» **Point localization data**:
________________________________________

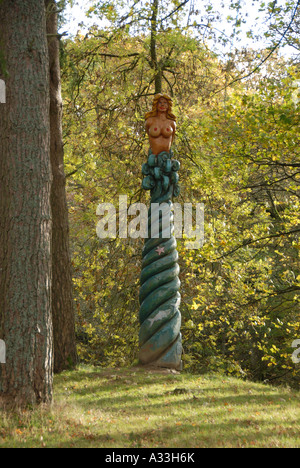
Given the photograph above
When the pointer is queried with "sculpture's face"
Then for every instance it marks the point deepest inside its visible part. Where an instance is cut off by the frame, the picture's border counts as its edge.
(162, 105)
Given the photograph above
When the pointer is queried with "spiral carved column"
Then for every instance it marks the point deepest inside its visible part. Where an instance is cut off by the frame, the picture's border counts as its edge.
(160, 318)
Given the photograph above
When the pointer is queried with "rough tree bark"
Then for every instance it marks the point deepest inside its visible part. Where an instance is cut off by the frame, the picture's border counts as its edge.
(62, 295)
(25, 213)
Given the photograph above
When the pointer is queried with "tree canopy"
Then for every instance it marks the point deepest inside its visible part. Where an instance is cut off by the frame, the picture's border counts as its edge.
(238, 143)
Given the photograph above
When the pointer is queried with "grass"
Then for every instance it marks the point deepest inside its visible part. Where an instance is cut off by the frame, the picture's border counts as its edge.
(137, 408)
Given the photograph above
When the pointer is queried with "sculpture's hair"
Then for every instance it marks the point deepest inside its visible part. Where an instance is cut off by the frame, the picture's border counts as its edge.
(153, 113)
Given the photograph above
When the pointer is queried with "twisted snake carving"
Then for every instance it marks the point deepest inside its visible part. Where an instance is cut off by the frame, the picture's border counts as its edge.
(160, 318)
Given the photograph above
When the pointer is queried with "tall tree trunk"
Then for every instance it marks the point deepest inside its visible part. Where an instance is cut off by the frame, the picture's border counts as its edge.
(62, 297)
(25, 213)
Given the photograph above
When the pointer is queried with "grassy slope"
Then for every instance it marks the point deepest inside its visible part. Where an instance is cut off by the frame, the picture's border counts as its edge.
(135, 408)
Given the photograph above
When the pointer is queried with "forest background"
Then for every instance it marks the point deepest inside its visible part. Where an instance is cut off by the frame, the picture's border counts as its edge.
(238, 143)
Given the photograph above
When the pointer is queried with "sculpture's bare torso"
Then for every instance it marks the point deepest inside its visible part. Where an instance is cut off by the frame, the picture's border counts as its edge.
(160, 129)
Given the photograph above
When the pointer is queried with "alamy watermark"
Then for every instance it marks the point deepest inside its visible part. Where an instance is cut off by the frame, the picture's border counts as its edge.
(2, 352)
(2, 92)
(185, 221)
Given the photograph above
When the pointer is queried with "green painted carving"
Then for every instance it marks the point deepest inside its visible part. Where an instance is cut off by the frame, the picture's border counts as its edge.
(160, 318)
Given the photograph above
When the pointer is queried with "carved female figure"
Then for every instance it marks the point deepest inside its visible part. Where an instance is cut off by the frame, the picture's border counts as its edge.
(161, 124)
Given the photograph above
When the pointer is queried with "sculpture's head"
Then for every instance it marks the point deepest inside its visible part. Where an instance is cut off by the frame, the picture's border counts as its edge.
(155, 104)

________________________________________

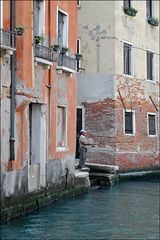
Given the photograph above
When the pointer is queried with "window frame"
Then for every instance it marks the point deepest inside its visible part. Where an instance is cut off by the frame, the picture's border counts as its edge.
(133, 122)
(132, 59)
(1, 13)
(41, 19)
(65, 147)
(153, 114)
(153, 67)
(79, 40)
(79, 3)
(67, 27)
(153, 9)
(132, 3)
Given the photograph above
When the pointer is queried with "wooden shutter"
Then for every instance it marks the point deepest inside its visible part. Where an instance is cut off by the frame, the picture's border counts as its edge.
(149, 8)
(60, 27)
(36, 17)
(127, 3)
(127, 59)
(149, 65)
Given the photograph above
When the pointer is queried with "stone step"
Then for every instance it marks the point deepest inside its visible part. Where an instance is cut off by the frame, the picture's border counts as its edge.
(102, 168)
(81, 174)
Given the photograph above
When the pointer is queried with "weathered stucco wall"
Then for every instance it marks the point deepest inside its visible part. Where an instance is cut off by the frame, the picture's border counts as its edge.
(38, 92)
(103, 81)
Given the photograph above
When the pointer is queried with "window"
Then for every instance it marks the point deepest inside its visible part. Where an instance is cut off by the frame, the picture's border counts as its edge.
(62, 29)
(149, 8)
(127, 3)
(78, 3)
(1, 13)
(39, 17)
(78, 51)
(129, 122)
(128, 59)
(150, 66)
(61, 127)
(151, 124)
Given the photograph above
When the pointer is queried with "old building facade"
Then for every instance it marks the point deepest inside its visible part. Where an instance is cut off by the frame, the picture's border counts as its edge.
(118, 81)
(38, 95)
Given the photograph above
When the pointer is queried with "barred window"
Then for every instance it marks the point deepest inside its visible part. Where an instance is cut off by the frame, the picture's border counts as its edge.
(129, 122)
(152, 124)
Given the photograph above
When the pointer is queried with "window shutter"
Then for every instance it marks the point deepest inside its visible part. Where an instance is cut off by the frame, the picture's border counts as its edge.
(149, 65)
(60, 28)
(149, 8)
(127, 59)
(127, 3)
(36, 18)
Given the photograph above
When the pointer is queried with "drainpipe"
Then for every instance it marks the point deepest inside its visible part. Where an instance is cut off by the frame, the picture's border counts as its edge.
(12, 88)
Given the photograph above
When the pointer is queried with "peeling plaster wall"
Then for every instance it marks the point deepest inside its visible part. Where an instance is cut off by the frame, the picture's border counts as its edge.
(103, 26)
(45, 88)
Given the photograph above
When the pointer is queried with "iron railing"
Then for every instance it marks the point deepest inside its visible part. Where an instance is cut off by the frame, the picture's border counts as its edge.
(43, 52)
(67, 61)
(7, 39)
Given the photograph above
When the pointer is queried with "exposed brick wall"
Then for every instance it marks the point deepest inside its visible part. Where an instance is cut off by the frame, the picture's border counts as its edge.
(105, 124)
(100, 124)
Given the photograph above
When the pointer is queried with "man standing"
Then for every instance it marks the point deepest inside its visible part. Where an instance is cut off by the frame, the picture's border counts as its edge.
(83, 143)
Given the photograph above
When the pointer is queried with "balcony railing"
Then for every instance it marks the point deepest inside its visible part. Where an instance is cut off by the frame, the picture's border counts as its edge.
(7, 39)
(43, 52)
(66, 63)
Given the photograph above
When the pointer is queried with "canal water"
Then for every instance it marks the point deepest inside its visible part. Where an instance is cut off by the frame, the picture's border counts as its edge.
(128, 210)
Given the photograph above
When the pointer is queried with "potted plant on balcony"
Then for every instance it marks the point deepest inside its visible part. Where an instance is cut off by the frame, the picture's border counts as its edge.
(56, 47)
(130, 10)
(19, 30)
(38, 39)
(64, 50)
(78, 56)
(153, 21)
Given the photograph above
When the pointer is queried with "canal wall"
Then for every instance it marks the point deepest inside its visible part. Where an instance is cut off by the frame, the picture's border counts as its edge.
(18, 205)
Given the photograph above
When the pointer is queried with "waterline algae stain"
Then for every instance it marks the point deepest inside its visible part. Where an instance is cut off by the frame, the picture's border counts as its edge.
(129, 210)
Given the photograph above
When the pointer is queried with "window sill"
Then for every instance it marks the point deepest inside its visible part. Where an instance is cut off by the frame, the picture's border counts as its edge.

________________________________________

» **Exercise brief**: Your answer should be each line from the entries that includes the string "balcony".

» **Reply to the exercise**:
When the pointer is queried with "balcony railing"
When the pointer is queried with "potted plant on balcony"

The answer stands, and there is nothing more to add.